*WHAT THE TASK ASKS*: Count the lines in the listing below that contain the string "pole". Reply with the number alone.

━━━━━ DATA TO PROCESS

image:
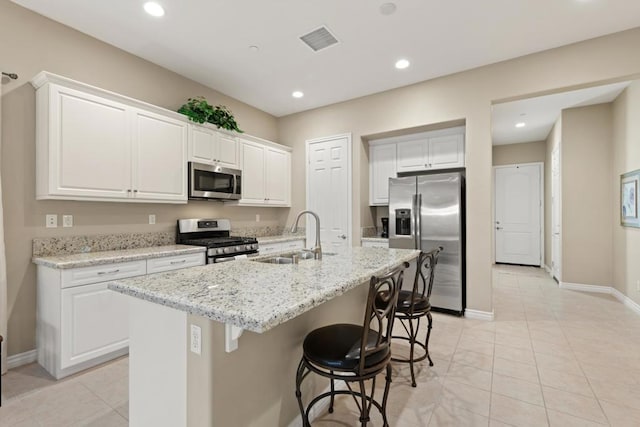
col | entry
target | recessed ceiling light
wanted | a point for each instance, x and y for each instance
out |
(388, 8)
(402, 64)
(153, 9)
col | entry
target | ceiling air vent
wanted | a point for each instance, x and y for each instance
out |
(319, 39)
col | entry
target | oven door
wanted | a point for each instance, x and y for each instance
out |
(214, 182)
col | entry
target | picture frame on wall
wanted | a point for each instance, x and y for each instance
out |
(629, 185)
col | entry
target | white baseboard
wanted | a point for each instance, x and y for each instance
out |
(603, 290)
(22, 359)
(585, 288)
(478, 315)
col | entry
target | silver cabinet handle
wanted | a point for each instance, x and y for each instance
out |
(102, 273)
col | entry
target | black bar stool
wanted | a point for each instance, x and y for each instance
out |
(414, 305)
(337, 351)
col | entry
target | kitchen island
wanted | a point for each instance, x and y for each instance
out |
(175, 315)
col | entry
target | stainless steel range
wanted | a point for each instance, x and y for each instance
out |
(215, 235)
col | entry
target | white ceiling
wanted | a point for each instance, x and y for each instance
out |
(540, 113)
(208, 40)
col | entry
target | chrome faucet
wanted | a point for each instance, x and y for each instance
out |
(317, 250)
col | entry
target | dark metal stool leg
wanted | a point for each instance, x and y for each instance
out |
(426, 344)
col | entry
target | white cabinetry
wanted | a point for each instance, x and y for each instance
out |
(93, 144)
(427, 151)
(213, 147)
(80, 322)
(266, 174)
(382, 160)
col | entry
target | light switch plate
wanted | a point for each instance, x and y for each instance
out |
(51, 221)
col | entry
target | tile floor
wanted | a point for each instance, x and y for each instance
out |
(551, 357)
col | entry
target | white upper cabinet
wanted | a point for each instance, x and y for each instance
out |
(160, 157)
(382, 160)
(92, 144)
(213, 147)
(427, 151)
(266, 174)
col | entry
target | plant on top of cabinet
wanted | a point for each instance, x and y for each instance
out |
(200, 111)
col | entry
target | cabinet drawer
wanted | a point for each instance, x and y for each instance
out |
(157, 265)
(102, 273)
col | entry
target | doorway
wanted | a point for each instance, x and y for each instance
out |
(519, 214)
(329, 190)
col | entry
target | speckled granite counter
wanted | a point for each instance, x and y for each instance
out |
(258, 296)
(375, 239)
(280, 239)
(110, 257)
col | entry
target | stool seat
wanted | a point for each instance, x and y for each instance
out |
(338, 347)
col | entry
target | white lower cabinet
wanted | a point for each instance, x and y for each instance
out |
(80, 322)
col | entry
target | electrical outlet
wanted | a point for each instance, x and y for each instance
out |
(196, 339)
(51, 220)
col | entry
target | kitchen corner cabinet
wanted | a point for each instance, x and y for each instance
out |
(423, 152)
(266, 174)
(209, 146)
(80, 322)
(92, 144)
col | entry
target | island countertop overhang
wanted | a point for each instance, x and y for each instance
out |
(257, 296)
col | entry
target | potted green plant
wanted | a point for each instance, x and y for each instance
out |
(200, 111)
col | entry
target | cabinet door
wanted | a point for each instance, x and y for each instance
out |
(277, 177)
(160, 158)
(412, 155)
(382, 166)
(446, 151)
(202, 145)
(95, 322)
(227, 151)
(89, 146)
(253, 173)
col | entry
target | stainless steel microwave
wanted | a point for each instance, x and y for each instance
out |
(210, 182)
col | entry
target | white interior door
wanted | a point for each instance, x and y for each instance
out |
(329, 190)
(518, 227)
(556, 205)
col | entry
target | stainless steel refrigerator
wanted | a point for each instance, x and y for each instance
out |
(427, 211)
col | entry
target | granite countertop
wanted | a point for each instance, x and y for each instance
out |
(280, 239)
(258, 296)
(110, 257)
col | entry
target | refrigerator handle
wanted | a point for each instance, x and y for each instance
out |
(418, 215)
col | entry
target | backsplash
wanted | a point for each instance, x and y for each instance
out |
(112, 242)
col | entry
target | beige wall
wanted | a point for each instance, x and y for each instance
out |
(510, 154)
(469, 96)
(31, 44)
(586, 195)
(553, 141)
(626, 158)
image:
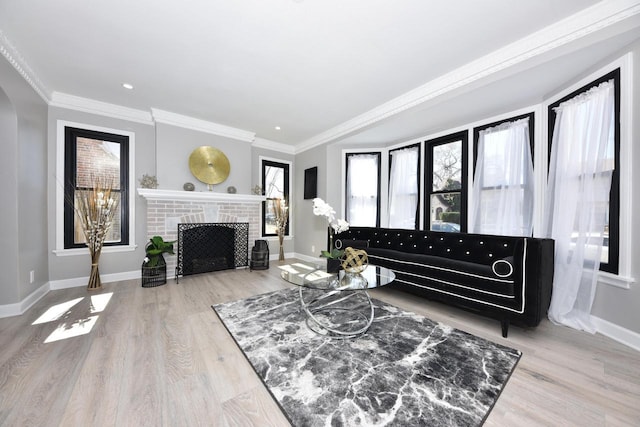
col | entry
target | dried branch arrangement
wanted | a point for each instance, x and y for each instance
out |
(95, 209)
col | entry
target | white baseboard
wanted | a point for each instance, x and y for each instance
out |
(617, 333)
(9, 310)
(104, 278)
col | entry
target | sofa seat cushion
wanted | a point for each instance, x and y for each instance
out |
(495, 281)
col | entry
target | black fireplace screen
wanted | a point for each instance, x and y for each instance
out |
(211, 247)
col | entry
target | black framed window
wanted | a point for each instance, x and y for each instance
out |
(363, 189)
(404, 187)
(446, 183)
(275, 185)
(91, 156)
(610, 257)
(503, 179)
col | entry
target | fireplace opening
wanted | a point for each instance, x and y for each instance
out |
(206, 247)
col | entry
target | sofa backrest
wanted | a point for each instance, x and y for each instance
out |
(477, 248)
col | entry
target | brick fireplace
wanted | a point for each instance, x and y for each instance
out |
(168, 208)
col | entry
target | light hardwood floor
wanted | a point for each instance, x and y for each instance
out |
(161, 357)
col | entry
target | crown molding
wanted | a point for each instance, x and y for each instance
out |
(72, 102)
(273, 145)
(11, 54)
(174, 119)
(582, 24)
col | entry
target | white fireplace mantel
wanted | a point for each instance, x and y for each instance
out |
(155, 194)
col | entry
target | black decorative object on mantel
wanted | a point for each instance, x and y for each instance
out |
(334, 265)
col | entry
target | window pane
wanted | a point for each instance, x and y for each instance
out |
(274, 182)
(445, 212)
(270, 218)
(113, 234)
(362, 189)
(447, 166)
(275, 179)
(97, 159)
(403, 187)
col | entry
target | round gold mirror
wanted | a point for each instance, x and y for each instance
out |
(209, 165)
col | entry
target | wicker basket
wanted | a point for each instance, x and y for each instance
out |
(154, 276)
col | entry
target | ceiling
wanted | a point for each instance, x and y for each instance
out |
(321, 70)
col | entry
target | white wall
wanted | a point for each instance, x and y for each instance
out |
(23, 177)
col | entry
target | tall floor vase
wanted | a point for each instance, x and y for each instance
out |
(281, 241)
(94, 277)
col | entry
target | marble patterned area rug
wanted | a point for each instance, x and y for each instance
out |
(406, 370)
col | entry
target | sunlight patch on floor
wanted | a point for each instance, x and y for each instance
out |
(65, 310)
(77, 328)
(57, 311)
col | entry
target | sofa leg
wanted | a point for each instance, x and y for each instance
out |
(505, 327)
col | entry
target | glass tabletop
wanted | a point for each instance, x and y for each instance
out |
(316, 277)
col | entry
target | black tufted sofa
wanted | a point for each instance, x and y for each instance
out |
(509, 278)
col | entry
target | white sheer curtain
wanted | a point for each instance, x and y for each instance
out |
(577, 200)
(503, 181)
(403, 188)
(362, 189)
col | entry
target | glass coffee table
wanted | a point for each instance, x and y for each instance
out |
(336, 304)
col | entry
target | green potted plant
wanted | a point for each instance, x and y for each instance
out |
(334, 259)
(155, 248)
(154, 267)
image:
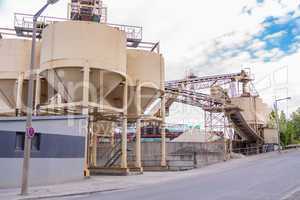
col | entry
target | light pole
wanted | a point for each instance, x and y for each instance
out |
(277, 118)
(27, 147)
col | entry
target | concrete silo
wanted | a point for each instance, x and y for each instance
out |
(146, 74)
(83, 63)
(15, 60)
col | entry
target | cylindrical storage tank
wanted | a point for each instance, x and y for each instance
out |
(15, 61)
(72, 46)
(253, 109)
(147, 69)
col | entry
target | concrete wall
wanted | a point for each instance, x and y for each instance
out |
(180, 155)
(183, 154)
(59, 159)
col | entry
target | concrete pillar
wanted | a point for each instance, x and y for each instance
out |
(124, 132)
(37, 94)
(19, 94)
(163, 131)
(138, 159)
(85, 111)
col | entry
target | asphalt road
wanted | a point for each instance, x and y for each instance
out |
(272, 178)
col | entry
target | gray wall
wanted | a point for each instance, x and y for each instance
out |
(180, 155)
(61, 155)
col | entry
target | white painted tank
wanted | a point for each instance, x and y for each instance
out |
(14, 65)
(149, 69)
(68, 47)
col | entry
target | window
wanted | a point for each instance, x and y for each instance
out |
(20, 142)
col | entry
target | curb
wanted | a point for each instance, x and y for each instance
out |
(70, 194)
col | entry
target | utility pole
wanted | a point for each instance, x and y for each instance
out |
(27, 147)
(277, 119)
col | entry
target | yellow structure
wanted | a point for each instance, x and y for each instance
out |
(146, 72)
(15, 59)
(84, 63)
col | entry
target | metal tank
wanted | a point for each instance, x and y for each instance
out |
(14, 65)
(146, 70)
(77, 54)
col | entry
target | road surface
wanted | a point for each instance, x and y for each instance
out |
(271, 178)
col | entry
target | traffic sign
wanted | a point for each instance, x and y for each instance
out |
(30, 132)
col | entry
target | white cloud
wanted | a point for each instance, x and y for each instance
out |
(275, 35)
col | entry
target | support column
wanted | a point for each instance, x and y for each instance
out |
(19, 94)
(124, 132)
(163, 131)
(85, 111)
(138, 159)
(37, 94)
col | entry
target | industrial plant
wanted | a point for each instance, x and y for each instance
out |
(101, 102)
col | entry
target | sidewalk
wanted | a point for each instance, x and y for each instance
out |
(99, 184)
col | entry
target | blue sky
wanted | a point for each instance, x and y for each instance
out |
(208, 37)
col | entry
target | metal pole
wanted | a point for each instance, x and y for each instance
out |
(277, 124)
(124, 133)
(138, 126)
(27, 148)
(163, 131)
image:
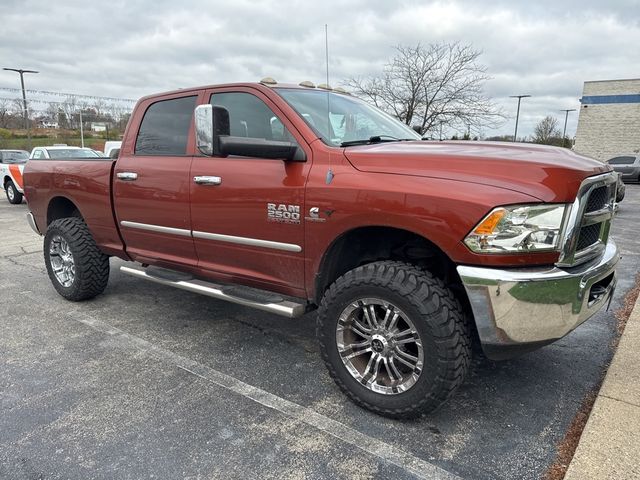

━━━━━━━━━━

*WORKED SOLUTION*: 3